Page text |
· · · ·

The S&P 500 closed 0.19% lower yesterday, but the equal‑weight version of the index edged up, highlighting a widening gap between the “Magnificent Seven” tech giants and the rest of the market [1].
| At a glance | |
|---|---|
| S&P 500 price change | –0.19% |
| Equal‑weight S&P 500 change | +0.01% (marginally up) |
| Magnificent 7 share of S&P | < 30% (down from > 30%) |
| Year‑to‑date S&P gain | +1.73% |
The seven AI‑heavy stocks—Alphabet, Amazon, Apple, Meta, Microsoft, Nvidia and Tesla—have slipped from a dominant > 30% weighting in the index to just under that level, according to Fortune’s market recap [1]. Only Alphabet and Amazon remain in positive territory; Meta is down 4.39% and Apple down 3.98% year‑to‑date. Analysts attribute the shift to slower earnings growth for the tech cohort and a reallocation of cash from buybacks to AI‑related capital spending [1].
Morgan Stanley’s Lisa Shalett notes that earnings acceleration is now favoring the “493” non‑tech constituents, while tech buy‑back activity wanes [1]. Yardeni Research observes that the broader “Impressive‑493” has outperformed the Magnificent 7 since November and is expected to keep leading in 2026 [1].

· · · ·

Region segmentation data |
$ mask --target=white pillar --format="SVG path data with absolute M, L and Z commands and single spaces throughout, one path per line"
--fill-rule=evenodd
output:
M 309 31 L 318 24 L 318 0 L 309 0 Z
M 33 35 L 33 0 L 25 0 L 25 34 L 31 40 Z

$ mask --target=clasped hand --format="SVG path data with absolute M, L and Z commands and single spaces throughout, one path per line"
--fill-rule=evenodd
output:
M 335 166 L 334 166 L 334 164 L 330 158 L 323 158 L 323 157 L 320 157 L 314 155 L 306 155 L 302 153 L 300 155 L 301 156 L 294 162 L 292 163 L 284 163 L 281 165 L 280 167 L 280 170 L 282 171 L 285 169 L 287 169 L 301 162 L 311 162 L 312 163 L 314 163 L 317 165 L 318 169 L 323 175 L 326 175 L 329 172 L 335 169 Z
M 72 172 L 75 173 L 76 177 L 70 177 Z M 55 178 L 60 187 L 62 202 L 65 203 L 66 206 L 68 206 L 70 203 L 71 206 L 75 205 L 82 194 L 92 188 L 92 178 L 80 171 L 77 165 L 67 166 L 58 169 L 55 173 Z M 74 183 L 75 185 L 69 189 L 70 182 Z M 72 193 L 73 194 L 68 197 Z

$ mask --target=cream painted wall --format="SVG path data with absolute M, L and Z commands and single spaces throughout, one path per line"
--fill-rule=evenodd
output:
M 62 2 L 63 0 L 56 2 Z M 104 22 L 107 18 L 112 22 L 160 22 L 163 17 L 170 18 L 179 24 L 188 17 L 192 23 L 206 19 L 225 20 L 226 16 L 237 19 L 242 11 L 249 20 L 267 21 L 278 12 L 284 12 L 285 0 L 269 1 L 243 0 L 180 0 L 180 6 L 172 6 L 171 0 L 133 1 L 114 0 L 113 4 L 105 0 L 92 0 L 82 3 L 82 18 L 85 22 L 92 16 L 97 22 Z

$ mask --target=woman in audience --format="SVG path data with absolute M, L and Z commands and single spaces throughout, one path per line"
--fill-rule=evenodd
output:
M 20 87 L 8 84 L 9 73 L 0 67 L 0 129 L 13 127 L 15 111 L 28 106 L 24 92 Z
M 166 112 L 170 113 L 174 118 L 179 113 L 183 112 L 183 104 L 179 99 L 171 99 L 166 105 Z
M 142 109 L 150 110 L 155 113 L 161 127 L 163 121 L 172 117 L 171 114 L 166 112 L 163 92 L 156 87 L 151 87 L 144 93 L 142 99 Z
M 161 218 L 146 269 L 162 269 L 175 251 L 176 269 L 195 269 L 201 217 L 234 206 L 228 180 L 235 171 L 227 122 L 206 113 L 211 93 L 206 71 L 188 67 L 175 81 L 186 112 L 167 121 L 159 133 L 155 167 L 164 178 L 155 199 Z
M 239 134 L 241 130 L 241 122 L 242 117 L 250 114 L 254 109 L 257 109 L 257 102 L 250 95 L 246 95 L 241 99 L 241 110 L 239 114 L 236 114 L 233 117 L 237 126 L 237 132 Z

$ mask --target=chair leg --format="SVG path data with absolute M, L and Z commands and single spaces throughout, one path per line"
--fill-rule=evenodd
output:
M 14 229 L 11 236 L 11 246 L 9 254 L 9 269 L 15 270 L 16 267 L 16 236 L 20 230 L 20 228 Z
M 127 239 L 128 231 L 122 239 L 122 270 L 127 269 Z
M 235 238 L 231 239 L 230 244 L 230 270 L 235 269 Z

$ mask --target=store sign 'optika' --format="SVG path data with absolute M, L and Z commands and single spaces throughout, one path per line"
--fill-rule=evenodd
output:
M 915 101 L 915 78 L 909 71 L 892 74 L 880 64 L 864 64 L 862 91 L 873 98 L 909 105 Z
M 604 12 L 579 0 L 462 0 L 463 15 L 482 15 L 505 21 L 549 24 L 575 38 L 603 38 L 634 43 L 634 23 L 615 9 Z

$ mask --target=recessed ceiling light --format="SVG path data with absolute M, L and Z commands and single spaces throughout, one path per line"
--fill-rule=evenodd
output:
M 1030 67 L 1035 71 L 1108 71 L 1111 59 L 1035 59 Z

· · · ·

Task to complete |
Pick up the text on the S&P 500 and the Magnificent Seven after its last sentence and carry it forward. You can do the work without the data.

Solved exercise |
Across the broader market, the S&P 500 extended its nine‑week winning streak with a modest 0.2% gain on Friday, lifting the index 19.5% since the March 30 low [2]. Yet that rally is heavily concentrated: technology now accounts for about 35% of the index, versus roughly 20% a decade ago [2]. Many sectors—industrial, consumer discretionary and others—have lagged the rally, underscoring the risk of a market driven by a limited set of AI and semiconductor names [2].
The divergence between the cap‑weighted and equal‑weight indices suggests that while the overall market is still rising, the bulk of that gain is coming from the smaller, non‑tech segment of the S&P 500 [1].
The market’s current split—cap‑weighted indices still buoyed by a handful of AI leaders while equal‑weight stocks hold steady—raises the question of how long the tech‑driven rally can sustain itself without broader sector participation.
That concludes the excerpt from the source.